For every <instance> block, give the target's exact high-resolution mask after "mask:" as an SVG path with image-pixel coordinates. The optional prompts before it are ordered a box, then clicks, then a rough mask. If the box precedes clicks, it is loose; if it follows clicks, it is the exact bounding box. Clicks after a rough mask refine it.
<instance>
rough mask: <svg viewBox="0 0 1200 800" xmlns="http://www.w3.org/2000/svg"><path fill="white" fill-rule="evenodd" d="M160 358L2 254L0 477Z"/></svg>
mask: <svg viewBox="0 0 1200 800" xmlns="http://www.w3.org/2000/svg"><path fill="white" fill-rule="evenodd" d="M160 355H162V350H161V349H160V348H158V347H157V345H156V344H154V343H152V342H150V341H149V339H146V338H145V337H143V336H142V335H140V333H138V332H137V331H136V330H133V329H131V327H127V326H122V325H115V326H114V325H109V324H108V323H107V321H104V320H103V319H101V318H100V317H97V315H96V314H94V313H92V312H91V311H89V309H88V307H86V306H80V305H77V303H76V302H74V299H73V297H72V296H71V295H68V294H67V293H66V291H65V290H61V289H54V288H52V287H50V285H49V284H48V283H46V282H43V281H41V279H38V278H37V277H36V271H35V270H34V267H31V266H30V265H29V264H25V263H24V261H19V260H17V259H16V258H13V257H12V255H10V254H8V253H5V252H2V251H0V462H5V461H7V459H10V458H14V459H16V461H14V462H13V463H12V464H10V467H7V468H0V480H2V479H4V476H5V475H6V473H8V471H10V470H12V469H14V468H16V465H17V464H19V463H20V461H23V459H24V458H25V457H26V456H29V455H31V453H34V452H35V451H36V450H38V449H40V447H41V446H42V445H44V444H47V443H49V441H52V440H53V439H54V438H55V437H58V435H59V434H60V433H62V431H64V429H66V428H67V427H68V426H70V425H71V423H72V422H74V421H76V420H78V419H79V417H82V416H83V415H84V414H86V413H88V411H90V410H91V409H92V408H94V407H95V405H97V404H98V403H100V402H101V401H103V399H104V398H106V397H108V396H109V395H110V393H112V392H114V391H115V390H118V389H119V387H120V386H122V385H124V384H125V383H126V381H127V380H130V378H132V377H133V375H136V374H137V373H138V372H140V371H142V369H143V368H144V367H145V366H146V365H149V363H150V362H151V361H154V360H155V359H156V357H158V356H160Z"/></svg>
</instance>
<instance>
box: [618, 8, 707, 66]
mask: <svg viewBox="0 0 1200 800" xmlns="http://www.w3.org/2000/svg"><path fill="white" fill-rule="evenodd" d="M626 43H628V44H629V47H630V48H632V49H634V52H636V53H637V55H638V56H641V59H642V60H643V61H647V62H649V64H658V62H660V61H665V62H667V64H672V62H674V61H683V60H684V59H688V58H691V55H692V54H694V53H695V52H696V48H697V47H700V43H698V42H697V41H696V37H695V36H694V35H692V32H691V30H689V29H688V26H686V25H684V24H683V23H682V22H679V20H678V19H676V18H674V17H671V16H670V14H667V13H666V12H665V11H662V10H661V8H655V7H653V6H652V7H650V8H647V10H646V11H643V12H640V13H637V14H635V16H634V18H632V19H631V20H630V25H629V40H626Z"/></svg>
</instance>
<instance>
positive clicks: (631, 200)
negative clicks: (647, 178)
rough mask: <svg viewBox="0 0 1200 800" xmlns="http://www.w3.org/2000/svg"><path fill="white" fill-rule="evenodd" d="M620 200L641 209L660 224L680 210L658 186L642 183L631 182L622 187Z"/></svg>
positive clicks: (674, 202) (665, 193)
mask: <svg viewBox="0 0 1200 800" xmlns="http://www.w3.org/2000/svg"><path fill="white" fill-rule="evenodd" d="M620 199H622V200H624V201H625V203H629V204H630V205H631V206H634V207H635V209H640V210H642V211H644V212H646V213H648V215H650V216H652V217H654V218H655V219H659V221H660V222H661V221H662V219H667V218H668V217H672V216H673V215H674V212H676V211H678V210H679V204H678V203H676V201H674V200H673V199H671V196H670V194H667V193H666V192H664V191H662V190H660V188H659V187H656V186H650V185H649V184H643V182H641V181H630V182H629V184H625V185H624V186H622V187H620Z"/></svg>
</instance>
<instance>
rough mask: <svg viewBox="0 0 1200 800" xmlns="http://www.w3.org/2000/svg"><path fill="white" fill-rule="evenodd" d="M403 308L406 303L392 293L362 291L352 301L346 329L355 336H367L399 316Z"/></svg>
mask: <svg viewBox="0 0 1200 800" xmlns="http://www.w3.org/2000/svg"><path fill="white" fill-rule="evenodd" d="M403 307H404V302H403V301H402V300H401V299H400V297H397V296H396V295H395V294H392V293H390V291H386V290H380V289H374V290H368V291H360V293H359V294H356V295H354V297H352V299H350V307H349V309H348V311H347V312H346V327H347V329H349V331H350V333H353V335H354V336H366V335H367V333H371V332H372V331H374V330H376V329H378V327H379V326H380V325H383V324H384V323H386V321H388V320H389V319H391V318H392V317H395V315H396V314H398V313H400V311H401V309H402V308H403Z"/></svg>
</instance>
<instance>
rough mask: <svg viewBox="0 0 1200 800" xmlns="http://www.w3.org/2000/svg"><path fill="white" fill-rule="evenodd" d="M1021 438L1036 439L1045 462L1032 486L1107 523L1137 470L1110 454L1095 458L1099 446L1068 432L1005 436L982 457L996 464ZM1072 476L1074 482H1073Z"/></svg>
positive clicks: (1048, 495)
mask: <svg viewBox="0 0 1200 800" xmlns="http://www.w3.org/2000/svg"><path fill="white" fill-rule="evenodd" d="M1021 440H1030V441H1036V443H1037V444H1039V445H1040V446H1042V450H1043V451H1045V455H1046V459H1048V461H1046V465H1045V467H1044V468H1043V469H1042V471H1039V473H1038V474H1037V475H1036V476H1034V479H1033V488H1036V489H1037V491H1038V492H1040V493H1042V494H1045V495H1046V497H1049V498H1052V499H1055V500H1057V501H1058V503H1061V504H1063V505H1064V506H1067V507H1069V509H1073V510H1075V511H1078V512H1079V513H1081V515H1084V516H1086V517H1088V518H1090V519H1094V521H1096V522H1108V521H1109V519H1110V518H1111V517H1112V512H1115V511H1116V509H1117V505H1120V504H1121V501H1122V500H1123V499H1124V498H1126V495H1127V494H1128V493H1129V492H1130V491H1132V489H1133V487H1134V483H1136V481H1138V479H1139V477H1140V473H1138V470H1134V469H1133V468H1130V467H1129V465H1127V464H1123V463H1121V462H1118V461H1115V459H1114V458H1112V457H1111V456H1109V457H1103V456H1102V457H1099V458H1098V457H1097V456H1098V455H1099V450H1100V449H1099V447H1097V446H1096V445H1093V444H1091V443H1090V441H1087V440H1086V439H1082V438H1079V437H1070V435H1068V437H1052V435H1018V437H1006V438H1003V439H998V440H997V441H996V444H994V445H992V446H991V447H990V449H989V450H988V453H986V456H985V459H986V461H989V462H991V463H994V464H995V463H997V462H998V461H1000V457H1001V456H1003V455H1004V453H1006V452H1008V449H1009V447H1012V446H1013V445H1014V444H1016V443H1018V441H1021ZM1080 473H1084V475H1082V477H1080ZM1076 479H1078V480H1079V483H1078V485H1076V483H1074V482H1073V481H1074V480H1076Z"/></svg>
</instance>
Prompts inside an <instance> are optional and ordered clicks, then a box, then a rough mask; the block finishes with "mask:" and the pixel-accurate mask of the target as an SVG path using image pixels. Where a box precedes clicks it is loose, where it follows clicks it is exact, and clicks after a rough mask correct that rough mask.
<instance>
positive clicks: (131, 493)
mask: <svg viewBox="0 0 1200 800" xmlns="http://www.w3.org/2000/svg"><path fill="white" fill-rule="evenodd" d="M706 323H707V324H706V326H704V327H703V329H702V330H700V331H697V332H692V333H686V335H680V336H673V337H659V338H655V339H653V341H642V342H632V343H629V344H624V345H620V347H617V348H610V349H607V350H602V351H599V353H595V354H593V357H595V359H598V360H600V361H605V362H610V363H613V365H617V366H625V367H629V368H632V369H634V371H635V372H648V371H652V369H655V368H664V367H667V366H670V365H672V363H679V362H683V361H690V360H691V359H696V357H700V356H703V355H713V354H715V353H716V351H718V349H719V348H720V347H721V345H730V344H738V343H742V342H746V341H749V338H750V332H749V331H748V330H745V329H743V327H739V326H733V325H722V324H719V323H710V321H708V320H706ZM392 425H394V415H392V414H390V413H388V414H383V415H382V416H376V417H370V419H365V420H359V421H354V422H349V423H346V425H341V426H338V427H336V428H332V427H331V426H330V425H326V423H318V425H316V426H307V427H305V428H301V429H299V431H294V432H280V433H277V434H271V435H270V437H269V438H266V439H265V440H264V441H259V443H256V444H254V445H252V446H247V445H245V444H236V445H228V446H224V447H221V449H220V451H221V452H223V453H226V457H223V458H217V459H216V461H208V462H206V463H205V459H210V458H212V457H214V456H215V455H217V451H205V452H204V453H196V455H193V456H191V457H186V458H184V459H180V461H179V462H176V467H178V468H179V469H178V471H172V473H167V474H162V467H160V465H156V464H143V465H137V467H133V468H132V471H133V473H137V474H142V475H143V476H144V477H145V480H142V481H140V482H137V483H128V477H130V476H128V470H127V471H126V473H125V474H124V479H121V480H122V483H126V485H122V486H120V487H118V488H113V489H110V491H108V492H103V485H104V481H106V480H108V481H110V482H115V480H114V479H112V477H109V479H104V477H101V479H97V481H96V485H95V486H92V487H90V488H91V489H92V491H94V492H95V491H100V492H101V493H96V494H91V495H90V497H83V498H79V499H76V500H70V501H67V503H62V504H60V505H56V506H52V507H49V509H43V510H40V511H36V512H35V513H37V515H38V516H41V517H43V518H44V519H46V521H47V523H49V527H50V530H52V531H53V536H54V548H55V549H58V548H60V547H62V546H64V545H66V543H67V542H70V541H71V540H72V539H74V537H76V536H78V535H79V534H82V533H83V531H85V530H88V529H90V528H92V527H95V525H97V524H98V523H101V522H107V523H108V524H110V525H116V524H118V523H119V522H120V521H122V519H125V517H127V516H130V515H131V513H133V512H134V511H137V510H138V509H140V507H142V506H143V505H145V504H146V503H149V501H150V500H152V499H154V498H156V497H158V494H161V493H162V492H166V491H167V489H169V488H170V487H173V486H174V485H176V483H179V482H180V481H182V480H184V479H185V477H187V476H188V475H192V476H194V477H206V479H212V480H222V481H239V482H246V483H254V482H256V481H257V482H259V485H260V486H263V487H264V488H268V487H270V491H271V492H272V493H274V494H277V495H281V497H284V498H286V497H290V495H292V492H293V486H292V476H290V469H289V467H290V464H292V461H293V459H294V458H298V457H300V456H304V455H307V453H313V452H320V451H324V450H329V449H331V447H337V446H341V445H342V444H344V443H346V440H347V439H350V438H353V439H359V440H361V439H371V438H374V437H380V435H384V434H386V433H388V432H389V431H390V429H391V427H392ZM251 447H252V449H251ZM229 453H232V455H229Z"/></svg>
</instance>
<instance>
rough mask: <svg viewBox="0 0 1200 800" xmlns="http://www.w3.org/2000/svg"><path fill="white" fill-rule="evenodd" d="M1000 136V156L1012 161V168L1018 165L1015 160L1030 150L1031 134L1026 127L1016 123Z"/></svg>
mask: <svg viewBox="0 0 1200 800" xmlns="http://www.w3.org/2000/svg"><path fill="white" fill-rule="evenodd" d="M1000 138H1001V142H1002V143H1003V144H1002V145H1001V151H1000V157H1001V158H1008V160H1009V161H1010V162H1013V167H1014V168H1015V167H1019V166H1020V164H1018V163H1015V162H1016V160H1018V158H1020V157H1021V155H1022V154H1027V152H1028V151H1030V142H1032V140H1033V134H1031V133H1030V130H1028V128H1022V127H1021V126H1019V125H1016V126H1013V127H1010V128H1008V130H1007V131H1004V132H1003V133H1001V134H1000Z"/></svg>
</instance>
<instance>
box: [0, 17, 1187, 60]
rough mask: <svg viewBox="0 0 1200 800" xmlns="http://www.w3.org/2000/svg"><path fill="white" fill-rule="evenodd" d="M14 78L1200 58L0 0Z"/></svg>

########

• _WHAT YOU WILL DO_:
From the rows above, select each line that contains the string "positive". Letter case matters.

• _YOUR RESPONSE_:
positive clicks: (631, 200)
positive clicks: (674, 202) (665, 193)
positive clicks: (1048, 495)
positive clicks: (131, 493)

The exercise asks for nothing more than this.